Wir wollen noch am ersten Abend mexikanisches Leben schnuppern und suchen zuerst ein Restaurant. Die Chefin des Hauses bringt Krabben und Fisch in scharfer Sauce, dazu Tortillas und Bier. In der Ecke zeigt das Fernsehgerät einen chinesischen Western. Wir verstehen kaum ein Wort der spanischen Synchronsprecher und haben seit Wochen wieder das Gefühl, dass in jedem neuen Tag Geheimnisse auf uns warten werden.
Wir schlendern die Revolución hinunter und wehren lachend die Angebote der Türsteher ab, die uns anbieten, junge Mädchen zu sehen. Sie sind unbeeindruckt von der Anwesenheit von Kerstin und Elisabeth. Wir suchen neue Worte, möglichst spanisch und höflich auf die englischen Einladungen zu antworten.

AUSGEWÄHLTE ZEILEN.
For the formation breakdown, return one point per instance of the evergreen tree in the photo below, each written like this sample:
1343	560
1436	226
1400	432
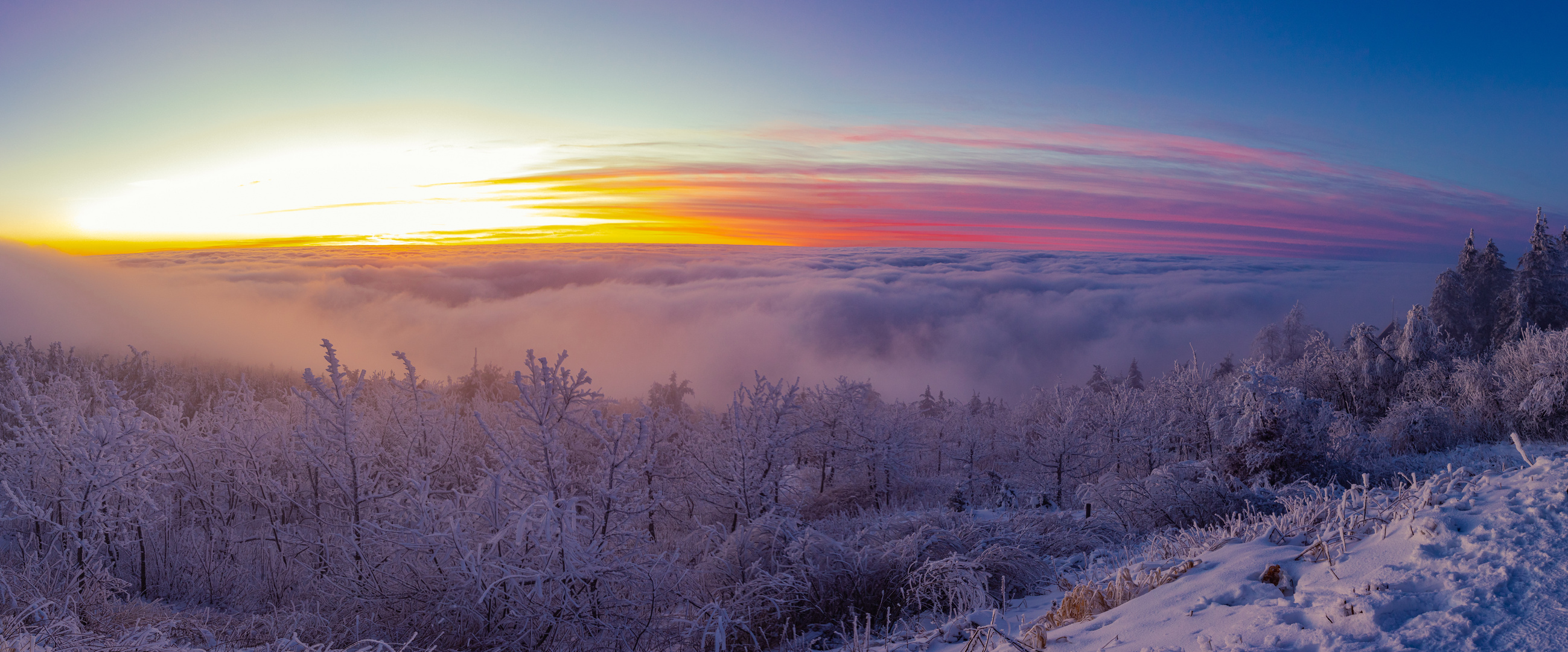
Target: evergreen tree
1535	298
1225	367
1098	382
1467	300
929	403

AUFGABEN ZUR ÜBUNG.
a) Kopiere bitte den Abschnitt des Textauszugs von "Wir schlendern die" bis "Einladungen zu antworten." unverändert.
b) Was läuft laut Textauszug auf dem Fernsehgerät in der Ecke des Restaurants?
Die Zeilen spielen hierfür keine Rolle.

ERGEBNISSE JE AUFGABE.
a)
Wir schlendern die Revolución hinunter und wehren lachend die Angebote der Türsteher ab, die uns anbieten, junge Mädchen zu sehen. Sie sind unbeeindruckt von der Anwesenheit von Kerstin und Elisabeth. Wir suchen neue Worte, möglichst spanisch und höflich auf die englischen Einladungen zu antworten.

b) Ein chinesischer Western.